Records from a data source

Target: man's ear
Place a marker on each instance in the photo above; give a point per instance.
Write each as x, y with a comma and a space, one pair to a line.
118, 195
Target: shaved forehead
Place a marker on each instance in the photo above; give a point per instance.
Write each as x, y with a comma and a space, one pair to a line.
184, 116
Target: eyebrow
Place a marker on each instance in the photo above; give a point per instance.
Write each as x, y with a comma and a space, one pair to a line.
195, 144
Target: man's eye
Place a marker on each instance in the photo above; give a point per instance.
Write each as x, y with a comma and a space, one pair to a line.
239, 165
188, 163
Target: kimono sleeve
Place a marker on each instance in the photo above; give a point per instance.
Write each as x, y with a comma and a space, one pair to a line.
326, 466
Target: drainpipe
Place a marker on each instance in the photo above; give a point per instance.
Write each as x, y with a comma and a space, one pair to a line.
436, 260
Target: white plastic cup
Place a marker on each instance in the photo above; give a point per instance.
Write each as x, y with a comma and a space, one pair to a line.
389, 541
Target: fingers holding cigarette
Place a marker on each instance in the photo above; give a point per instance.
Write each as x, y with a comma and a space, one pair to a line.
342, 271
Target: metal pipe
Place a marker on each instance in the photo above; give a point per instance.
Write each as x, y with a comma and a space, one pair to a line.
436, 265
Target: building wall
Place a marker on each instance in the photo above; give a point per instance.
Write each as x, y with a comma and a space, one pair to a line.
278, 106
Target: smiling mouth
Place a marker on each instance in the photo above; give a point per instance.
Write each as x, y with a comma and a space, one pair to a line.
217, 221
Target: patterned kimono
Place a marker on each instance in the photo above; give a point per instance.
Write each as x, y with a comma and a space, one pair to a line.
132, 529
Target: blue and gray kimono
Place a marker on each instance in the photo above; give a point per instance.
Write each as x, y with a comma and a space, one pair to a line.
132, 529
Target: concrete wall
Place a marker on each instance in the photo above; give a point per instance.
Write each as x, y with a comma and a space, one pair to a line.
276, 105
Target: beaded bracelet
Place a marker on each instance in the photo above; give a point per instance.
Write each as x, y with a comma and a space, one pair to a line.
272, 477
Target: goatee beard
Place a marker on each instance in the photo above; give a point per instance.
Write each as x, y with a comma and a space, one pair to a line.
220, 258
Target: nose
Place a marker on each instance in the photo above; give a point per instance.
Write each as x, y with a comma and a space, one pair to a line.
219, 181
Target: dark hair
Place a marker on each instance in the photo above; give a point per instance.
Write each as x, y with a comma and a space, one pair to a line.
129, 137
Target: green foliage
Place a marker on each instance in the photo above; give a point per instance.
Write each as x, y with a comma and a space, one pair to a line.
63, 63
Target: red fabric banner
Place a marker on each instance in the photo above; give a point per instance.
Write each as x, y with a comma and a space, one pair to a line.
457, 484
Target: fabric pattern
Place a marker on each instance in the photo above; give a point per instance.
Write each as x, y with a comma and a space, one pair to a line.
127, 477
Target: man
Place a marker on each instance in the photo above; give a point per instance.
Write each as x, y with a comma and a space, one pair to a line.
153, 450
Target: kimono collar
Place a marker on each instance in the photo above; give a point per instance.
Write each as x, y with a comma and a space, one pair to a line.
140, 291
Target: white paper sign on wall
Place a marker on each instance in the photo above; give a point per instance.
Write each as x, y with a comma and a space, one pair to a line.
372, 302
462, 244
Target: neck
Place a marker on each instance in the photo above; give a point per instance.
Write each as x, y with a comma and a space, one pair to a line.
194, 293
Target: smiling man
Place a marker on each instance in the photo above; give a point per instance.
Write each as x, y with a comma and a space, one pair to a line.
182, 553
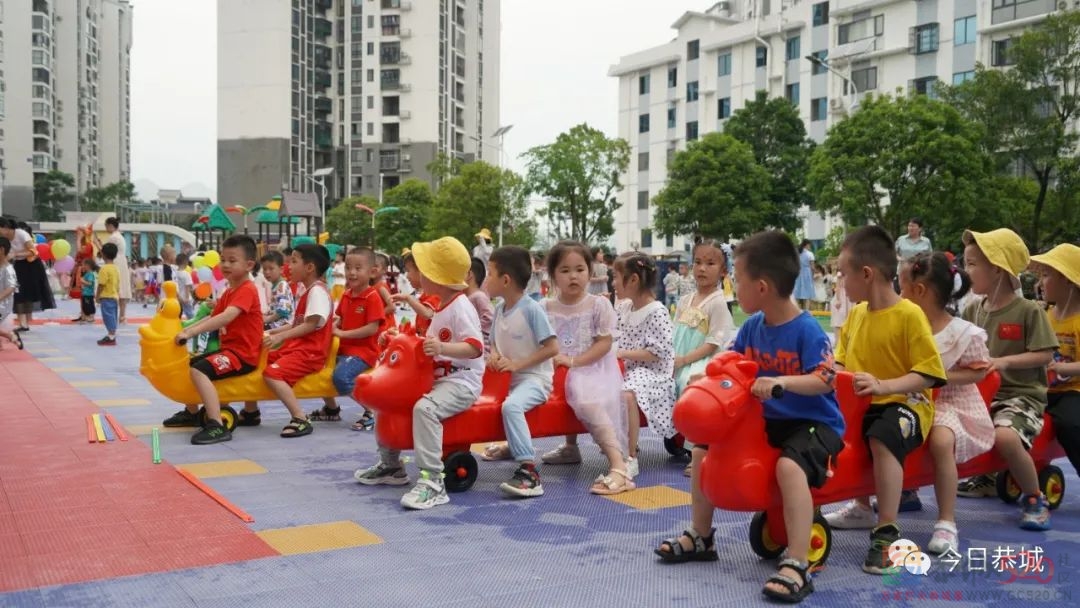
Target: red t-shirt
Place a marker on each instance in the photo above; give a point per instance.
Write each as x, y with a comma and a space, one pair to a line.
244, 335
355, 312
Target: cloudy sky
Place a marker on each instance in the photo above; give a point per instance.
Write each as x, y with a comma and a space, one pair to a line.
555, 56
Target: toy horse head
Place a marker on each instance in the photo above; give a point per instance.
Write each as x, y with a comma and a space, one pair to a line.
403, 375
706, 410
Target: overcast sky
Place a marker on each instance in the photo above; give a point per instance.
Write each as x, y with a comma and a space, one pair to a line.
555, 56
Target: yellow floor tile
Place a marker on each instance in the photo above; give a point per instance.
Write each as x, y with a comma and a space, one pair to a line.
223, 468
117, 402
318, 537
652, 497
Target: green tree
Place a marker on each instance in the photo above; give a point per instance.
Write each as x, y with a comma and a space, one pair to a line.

REQUIREMENT
Find the word "kimono" in the entries and show each line where it is found.

ANSWER BOX
Target: kimono sleeve
Target: patterned kimono
Target: blue and gray kimono
Target: kimono collar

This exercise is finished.